* Instructions to follow
Continue the page on Affymetrix CEL file options from its last sentence.

* Document segment
....................
Microarray Read Affymetrix CEL file Options

Use this to specify options when opening Affymetrix CEL files. This menu appears as each CEL file is opened. As CEL files can be very large (for example, 500,000 to 900,000 rows per file), it can be advantageous to process the data directly to the server, file by file, and save the results to a spreadsheet file. This menu provides some options to process the files in this way. In addition, you can reduce the memory overhead required by only reading the necessary columns from the CEL file. There are options to control how cells marked as outliers or masked are handled.

When data are loaded the Calculate Affymetrix Expression Values menu can be used to calculate expression values summarized over the PM/MM pairs or atoms. This mwnu provides more options than are available by just using the batch process which has only the summary method.

Batch process CEL files to expression values

When selected, the CEL files and associated CDF file will be loaded into the server, and a summary spreadsheet will be produced. This option is only available when CEL files are opened using the Open Microarray Data Files menu.

Method

The statistical method used to summarize over the PM/MM pairs. The methods available are:

RMA – Robust means analysis model	The probe level model introduced by Irizarry et al. (2003) which only uses PM information and transforms the values based on a kernel density estimate of the PM distribution
RMA2- Robust means analysis 2	An adaptation of RMA algorithm which fits the kernel density to a truncated distribution of the PM values, with the truncation point based on an initial kernel density estimate.
MAS4 – Affymetrix version 4	The AvDiff algorithm introduced in the Affymetrix version 4 software
MAS5 – Affymetrix version 5	The Tukey biweight algorithm introduced in the Affymetrix version 5 software

In the Affymetrix MAS 4 and 5 methods the difference between the signals, PM – MM is averaged using a robust averaging. The MAS 4 algorithm uses the AvDiff algorithm which discards the minimum and maximum difference, and any differences greater than 3 standard deviations from the mean. The MAS 5 algorithm uses the Tukey biweight algorithm which reweights the differences depending on how far they are from the median, and discards any differences which are more than 5 times the median absolute distance from the median. The MAS 5 algorithm also replaces the MM value with a value which is always less than the PM value, calculating what is known as an Ideal mismatch (IM) in this situation.

The standard RMA algorithm would normally use the log 2 transformed PM values with no background correction, which then have a quantile normalization applied to them. The adjusted PM values then have a normal function transformation applied to them with the values for the transformation being calculated from a kernel density estimate applied to the adjusted PM values. Finally the transformed PM values are summarized with a median polish of the slides by atom values for each probe.
....................
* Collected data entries

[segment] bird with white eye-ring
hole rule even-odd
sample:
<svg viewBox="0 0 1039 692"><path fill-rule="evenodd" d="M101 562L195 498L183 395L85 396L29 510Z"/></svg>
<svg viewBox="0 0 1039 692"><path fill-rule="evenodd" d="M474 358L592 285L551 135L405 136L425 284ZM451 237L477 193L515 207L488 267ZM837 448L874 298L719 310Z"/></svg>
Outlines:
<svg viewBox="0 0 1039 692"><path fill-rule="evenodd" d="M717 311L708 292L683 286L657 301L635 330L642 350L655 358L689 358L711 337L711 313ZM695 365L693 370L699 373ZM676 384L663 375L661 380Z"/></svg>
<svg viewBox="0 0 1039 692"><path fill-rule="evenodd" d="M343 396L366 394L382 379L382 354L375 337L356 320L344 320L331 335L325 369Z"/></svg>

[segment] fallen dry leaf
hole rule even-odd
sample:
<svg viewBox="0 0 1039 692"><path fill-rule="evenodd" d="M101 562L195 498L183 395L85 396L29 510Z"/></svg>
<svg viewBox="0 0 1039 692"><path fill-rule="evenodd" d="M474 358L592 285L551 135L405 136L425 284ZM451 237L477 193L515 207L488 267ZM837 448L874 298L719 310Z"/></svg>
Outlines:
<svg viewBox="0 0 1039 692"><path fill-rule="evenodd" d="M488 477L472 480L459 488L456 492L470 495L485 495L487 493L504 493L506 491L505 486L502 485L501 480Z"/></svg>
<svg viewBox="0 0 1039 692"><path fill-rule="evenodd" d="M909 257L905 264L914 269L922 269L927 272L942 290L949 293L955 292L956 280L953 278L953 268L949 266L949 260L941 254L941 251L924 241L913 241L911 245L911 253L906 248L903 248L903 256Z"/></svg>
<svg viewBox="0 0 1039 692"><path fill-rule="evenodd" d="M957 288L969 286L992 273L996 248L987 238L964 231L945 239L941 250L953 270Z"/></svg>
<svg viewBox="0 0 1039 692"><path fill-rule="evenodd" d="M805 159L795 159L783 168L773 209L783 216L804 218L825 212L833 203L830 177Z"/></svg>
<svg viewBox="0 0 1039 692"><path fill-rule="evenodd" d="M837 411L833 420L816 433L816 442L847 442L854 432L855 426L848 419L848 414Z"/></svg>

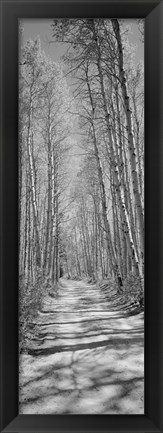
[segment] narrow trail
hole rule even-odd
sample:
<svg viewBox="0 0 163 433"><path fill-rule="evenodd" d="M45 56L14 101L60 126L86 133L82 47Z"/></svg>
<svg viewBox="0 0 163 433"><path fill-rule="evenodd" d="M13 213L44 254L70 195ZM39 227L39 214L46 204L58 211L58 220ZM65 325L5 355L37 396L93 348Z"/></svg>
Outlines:
<svg viewBox="0 0 163 433"><path fill-rule="evenodd" d="M20 355L20 414L144 414L144 319L96 285L62 279ZM136 412L135 412L136 408Z"/></svg>

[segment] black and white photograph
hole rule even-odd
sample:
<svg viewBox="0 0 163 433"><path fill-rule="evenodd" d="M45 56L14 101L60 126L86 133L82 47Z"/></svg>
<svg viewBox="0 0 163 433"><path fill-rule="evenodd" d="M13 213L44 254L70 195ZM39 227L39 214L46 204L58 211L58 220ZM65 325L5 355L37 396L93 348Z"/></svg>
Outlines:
....................
* Answer section
Use log base 2 transformation

This controls whether a to use a log base 2 transformation for the PM/MM intensities.

Default	MAS5, RMA and RMA2 are transformed and MAS4 is not transformed
No	The PM/MM intensities are not transformed.
Yes	Log base 2 transformation is used for all the PM/MM intensities.

The calculation for the transformation using Genstat command language is:
CALC LogY = LOG(Y)/LOG(2)

Save results to a GSH file

The results from the Batch process will be written to the specified .gsh file. You can click on the Browse button to locate a file and folder.

CEL data read in

When reading data from CEL files some columns can be excluded. These options control which columns can be excluded when the data is loaded.

Standard deviations	The standard deviations of the pixel values used to calculate the intensity of each cell on the chip in the image analysis stage.
Pixel counts	The number of pixel values used to calculate the intensity of each cell on the chip in the image analysis stage.

Masked cells and outliers

These two options control how the information on masked cells and outliers will be read in.

Report units with a factor	A factor called Flags will be created. This will have 4 potential labels, None, Outlier, Masked and Both for a cell which is both an outlier and is masked. The original intensity value will be read in the Intensity column.
Set Intensity to missing	A missing value () will be inserted in the Intensity* column wherever the cell is flagged as an outlier or as masked by the user.

Action buttons

OK	Read in the CEL files using the current options.
Cancel	Close the dialog and do not open the CEL files.
Reset	Reset options to the default settings.

Action Icons

	Clear	Clear all fields and list boxes.
	Help	Open the Help topic for this dialog.